begin
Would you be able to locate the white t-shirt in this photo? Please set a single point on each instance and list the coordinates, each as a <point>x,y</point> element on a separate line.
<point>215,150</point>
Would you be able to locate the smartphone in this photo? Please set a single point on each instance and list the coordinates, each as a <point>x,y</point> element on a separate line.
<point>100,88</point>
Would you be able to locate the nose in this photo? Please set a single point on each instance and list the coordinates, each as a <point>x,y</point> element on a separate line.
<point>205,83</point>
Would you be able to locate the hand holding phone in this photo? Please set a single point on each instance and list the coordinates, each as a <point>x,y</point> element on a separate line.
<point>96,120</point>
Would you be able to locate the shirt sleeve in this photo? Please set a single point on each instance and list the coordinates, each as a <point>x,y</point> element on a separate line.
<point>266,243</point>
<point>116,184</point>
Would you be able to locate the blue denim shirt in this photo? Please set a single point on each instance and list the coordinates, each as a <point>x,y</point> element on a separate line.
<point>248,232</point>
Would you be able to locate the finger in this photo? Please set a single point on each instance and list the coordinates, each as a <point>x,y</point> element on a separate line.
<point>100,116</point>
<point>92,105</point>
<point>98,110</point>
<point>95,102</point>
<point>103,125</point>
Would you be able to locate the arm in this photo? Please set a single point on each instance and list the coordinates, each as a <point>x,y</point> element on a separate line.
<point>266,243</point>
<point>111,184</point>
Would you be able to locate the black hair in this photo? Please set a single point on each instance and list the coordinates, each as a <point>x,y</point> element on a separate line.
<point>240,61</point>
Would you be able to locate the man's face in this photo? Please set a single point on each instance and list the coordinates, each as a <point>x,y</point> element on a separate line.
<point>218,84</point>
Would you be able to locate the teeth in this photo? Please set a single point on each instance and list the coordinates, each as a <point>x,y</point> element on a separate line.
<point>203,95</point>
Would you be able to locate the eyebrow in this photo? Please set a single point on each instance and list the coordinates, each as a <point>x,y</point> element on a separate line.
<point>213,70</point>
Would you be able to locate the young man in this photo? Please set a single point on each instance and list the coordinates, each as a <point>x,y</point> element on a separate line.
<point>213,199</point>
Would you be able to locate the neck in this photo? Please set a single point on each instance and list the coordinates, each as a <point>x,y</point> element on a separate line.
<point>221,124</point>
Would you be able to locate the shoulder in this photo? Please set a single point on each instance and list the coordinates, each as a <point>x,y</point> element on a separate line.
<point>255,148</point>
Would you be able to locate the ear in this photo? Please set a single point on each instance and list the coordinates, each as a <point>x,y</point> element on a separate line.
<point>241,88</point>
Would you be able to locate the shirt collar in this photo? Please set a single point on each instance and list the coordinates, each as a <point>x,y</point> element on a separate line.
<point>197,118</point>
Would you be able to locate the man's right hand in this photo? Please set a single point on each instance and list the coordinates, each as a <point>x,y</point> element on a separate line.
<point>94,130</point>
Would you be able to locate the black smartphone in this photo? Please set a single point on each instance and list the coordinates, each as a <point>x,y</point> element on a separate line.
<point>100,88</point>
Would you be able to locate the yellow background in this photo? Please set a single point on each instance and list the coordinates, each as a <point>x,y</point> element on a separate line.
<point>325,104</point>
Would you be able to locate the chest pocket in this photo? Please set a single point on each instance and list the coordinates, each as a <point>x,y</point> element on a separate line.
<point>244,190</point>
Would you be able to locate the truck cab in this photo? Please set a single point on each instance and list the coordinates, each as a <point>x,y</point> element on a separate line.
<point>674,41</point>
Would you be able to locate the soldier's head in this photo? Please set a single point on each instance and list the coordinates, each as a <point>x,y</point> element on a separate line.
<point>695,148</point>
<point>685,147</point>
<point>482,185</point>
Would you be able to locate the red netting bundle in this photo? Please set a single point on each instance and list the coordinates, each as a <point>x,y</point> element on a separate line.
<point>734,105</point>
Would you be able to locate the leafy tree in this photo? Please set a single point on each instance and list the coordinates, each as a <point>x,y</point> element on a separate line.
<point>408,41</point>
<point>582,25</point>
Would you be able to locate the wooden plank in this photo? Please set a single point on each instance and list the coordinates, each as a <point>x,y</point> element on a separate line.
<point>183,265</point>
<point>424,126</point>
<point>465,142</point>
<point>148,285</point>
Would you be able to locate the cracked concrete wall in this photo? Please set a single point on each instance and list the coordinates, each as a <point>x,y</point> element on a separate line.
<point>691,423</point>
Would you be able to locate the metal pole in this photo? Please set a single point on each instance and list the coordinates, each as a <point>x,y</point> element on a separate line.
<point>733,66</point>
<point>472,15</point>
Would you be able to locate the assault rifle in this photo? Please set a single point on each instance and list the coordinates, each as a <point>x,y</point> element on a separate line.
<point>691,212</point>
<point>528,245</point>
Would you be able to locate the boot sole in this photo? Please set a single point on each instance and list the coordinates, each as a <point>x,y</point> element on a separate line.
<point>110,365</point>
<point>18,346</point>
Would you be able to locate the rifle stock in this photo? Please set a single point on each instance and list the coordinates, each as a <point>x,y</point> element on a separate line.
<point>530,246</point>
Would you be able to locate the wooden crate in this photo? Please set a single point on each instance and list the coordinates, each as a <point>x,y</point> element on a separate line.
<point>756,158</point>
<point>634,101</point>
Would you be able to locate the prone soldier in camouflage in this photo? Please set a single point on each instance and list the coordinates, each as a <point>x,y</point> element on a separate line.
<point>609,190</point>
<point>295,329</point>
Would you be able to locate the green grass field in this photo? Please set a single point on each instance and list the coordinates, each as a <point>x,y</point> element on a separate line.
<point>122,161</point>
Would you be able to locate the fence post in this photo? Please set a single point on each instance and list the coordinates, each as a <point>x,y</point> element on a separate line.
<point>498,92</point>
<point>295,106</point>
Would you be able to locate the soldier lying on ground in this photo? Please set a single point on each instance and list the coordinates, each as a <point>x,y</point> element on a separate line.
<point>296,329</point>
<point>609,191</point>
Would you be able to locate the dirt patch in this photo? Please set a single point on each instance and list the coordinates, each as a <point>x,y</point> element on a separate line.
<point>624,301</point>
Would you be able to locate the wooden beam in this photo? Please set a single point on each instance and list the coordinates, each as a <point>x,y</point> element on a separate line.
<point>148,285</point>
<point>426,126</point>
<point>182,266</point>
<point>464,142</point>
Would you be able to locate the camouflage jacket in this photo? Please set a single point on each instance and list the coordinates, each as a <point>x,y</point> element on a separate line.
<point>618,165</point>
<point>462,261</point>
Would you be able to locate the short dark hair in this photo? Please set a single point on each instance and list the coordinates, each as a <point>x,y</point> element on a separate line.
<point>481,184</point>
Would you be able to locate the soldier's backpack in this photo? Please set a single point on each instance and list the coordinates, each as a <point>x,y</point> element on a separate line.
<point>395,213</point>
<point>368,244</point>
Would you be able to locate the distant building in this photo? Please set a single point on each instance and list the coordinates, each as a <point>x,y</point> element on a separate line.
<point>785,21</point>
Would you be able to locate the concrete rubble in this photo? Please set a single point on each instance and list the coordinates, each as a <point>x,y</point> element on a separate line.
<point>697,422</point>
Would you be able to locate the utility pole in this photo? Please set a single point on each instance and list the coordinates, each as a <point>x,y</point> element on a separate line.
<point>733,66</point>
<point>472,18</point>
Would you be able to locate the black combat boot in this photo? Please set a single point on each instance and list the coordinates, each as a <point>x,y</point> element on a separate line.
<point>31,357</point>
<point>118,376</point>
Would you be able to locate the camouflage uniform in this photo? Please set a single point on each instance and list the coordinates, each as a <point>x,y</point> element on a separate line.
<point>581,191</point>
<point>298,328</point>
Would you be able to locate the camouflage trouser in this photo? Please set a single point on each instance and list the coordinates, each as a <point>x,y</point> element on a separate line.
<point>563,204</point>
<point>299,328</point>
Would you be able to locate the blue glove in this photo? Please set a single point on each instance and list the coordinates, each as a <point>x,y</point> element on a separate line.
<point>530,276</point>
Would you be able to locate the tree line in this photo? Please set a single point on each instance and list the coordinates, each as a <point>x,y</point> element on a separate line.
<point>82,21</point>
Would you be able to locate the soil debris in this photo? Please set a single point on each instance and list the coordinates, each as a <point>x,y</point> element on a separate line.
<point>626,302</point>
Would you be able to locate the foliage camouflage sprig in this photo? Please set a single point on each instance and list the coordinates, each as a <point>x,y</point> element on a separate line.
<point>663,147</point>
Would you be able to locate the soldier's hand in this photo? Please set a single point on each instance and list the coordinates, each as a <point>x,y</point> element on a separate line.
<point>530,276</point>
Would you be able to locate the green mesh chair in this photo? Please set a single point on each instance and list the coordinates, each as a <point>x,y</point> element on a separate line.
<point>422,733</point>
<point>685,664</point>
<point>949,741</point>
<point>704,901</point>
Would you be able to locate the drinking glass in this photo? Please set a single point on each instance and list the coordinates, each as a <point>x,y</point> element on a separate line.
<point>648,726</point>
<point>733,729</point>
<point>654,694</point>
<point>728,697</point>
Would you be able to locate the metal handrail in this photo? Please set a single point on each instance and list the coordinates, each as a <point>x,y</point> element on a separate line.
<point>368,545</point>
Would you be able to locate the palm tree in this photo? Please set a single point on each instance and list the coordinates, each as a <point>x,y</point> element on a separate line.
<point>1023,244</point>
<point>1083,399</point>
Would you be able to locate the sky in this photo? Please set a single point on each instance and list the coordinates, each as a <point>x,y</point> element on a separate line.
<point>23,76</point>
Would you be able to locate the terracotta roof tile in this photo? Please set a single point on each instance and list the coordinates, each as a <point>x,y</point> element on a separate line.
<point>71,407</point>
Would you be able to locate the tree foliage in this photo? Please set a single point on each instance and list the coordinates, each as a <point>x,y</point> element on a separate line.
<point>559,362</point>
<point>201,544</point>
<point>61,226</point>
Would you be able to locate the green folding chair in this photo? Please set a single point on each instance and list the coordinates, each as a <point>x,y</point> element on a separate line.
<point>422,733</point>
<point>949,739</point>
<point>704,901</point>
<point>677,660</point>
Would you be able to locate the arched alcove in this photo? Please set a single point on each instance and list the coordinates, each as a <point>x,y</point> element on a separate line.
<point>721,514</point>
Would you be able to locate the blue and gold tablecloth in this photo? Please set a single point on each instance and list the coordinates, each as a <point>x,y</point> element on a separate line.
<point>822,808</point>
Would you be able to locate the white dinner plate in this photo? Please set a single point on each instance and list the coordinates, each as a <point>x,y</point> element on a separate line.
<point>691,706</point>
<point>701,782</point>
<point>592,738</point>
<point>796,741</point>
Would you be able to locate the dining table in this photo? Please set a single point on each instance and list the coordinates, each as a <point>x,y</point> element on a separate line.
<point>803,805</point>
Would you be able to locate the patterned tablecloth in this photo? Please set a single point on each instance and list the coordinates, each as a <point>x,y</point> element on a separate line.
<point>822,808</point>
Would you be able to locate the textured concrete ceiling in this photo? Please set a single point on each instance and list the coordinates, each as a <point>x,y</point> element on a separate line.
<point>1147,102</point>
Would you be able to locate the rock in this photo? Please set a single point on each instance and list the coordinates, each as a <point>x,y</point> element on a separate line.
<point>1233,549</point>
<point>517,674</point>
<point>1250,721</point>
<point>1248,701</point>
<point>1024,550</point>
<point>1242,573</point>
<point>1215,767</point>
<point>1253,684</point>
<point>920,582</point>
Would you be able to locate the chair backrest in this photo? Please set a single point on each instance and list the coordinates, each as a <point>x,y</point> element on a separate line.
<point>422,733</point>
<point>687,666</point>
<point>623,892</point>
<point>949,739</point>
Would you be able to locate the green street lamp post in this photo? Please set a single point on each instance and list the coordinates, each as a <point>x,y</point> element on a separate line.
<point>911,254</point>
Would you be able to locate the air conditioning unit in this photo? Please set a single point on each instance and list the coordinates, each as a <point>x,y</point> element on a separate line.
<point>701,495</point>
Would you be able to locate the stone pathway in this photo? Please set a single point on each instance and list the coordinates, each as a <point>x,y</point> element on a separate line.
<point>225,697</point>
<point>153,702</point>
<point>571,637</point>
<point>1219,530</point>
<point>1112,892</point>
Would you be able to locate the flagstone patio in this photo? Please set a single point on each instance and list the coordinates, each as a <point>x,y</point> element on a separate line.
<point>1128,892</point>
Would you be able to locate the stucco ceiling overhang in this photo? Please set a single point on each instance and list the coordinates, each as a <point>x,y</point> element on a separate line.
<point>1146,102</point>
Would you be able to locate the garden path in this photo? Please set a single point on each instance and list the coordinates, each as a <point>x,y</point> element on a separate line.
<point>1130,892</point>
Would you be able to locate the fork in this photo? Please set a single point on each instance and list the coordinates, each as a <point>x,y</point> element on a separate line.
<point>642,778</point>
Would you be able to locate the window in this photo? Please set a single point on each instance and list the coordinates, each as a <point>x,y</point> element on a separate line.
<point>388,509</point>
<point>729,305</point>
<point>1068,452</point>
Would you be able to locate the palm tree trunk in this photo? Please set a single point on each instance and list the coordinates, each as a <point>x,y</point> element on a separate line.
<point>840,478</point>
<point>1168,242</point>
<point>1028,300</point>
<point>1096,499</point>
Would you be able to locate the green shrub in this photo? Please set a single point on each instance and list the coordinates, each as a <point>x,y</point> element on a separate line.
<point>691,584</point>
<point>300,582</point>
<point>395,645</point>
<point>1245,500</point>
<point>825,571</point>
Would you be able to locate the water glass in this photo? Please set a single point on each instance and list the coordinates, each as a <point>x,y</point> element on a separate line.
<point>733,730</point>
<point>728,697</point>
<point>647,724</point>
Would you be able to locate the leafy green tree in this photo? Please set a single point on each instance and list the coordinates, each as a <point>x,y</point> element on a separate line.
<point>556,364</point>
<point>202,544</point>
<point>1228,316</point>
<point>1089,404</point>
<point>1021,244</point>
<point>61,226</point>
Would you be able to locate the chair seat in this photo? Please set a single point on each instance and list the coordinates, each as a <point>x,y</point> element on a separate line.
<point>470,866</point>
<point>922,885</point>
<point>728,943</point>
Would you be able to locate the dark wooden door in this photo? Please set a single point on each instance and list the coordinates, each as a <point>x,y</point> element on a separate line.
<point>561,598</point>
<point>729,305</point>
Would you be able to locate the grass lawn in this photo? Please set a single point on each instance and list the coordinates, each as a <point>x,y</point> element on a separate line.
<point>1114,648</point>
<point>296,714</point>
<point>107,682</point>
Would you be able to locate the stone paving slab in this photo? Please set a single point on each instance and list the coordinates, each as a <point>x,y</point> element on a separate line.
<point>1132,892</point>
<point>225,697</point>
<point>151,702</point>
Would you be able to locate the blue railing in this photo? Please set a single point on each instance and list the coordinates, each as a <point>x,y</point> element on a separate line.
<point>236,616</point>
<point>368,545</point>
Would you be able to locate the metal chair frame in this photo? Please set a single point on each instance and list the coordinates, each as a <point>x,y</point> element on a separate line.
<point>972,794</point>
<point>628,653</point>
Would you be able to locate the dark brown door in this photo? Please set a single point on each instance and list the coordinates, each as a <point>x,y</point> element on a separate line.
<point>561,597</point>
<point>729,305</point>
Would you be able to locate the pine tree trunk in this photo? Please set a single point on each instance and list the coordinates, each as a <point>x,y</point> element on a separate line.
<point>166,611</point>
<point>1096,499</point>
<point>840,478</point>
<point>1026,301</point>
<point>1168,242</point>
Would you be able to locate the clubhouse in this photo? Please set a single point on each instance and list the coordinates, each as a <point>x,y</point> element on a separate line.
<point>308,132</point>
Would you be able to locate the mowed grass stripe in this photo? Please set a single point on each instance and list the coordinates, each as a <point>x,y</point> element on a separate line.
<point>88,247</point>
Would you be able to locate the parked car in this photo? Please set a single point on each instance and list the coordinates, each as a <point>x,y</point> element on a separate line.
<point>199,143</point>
end
> **GIVEN EXERCISE**:
Please render the part above that opens with the line containing "Would you be able to locate the camouflage jacket" and closes with the line containing "<point>785,21</point>" as a numbered list, one line per number and no blank lines.

> **EXERCISE SOLUTION**:
1. Would you be able to locate the camouflage jacket in this photo? Please set a single point on each instance and list the coordinates, each as a <point>x,y</point> element on a separate line.
2. <point>618,165</point>
3. <point>462,261</point>
4. Would you be able to locate the short dark hair in this photo? Please set a single point on each instance and list the coordinates, each as a <point>x,y</point> element on a separate line.
5. <point>481,184</point>
6. Would you be able to locate the soldier's backpack in this photo? Please set a single point on each instance and list the coordinates, each as a <point>x,y</point> element on a separate line.
7. <point>395,213</point>
8. <point>368,244</point>
9. Would you be able to locate the distant building in this photo? Please set a single point on each instance and list the coordinates, each as a <point>x,y</point> element on a separate line.
10. <point>785,21</point>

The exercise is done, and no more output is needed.